- **Short task A**
In the Golden Boy summary below, what car does Joe Bonaparte drive?

Now that he can never be a musician, Joe is all fighter. Moody and Lorna announce that they are getting married in a few days. Joe is still in love with Lorna, and it is obvious that his unhappiness is hurting his career. While Joe is fighting badly in his most important match, Fuseli blames Lorna and threatens to kill her. Joe, however, returns to the dressing room a victor. A few moments later they are told that the other fighter died after being floored by Joe’s knockout punch. Everyone leaves the dressing room except Lorna and Joe. She tells him that she loves him and asks him to go back to his music. He shows her his mutilated hands. However, he decides to give up fighting, and he and Lorna go for a wild ride in order to celebrate.
Fuseli, Moody, and the others, not knowing where Joe and Lorna have gone, go to Joe’s home and drink and talk while they wait for his return. The telephone rings in the middle of an argument to decide who will own Joe in the future. Joe and Lorna have been killed in an automobile accident. Mr. Bonaparte leaves to claim Joe’s body and bring him home where he belongs.
Summary
The first of Odets’s plays since Waiting for Lefty not to employ the Yiddish American vernacular at which Odets was so adept, Golden Boy is also the first play he wrote after going to California to write film scripts. In this play, Joe Bonaparte, a poor youth from humble circumstances, is faced with the agonizing decision of whether to continue in boxing, which will bring him substantial material rewards but will compromise his wish to have a career as a violinist. At the time he wrote this play, Odets was facing a personal crisis not unlike Joe’s, but he sought to assuage his pain at leaving the Group Theatre by writing a play for them that might relieve some of the financial pressures that threatened to force the Group to disband.
In Awake and Sing!, Moe Axelrod, the cynic, speaks of “One thing to get another.” Making choices is what life is all about. Joe Bonaparte opts for the comfort and security that boxing will afford him. He enjoys the outward manifestations of his success, particularly his supercharged Duesenberg roadster, but, as Gerard Weales has observed, he suffers from “the disintegration brought on by success.” The very sensitivity that a good musician needs is antithetical to the qualities that good fighters need. It is too late for Joe to turn back. His hands are damaged beyond repair, and now he faces failure as a boxer. His end comes when he crashes his Duesenberg and dies from the impact.

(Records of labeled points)
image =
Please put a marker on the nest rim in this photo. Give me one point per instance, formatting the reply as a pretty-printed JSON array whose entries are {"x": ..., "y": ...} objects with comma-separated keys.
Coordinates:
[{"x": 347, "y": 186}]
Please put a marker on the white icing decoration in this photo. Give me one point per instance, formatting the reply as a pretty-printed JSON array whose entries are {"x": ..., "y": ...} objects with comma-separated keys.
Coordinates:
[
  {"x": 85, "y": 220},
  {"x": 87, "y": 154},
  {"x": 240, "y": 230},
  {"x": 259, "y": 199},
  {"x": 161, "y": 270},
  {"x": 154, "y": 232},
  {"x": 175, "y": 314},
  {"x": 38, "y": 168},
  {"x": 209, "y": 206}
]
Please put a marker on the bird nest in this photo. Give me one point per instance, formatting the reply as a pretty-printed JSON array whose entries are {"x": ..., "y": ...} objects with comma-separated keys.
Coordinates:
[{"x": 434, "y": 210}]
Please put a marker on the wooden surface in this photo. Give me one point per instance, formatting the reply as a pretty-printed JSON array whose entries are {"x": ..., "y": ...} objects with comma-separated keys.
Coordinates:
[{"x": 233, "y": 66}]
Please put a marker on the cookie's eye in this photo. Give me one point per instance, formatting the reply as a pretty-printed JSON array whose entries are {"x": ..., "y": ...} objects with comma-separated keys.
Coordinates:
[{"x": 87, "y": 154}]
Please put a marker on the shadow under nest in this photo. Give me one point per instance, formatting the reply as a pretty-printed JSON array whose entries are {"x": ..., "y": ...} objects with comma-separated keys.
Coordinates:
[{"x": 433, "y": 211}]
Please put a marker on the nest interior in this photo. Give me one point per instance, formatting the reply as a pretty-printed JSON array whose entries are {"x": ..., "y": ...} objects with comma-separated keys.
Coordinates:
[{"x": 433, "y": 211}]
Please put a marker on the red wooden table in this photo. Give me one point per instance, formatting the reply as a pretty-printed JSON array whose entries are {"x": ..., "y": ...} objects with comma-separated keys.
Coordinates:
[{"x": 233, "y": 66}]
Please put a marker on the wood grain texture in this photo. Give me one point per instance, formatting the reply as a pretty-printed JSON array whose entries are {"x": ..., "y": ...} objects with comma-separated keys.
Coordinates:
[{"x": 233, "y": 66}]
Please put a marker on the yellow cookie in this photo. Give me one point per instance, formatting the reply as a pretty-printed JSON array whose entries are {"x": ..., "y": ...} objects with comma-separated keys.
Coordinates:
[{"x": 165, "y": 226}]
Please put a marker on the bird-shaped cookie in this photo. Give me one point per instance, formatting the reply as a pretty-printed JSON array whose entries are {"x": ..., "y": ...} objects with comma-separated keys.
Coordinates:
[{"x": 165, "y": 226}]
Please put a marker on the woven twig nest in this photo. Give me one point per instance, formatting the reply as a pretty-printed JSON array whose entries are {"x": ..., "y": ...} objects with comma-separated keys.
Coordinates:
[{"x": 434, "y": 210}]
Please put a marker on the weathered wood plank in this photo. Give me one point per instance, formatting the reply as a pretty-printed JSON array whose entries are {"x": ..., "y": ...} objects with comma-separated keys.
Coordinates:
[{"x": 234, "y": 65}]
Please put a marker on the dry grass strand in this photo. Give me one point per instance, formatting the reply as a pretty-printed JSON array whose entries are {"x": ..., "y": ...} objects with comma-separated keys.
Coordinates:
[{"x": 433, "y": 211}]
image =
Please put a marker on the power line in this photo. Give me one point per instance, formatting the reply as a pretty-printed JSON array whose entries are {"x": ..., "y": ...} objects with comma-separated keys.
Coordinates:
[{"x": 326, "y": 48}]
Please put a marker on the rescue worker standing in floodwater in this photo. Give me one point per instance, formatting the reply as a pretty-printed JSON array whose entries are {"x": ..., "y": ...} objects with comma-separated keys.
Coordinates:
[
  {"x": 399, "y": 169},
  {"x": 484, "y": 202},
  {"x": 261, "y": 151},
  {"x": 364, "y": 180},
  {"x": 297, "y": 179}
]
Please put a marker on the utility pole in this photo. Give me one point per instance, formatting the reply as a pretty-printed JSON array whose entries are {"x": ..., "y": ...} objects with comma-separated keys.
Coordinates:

- **Short task B**
Return the stretch of rows in the records of labeled points from the line that contains "Please put a marker on the utility" through the end of those records, reproduced verbatim.

- **Task output A**
A supercharged Duesenberg roadster.

- **Task output B**
Please put a marker on the utility pole in this photo. Give me one point per instance, formatting the reply as a pretty-printed JSON array whose entries are {"x": ..., "y": ...} objects with comma-separated keys.
Coordinates:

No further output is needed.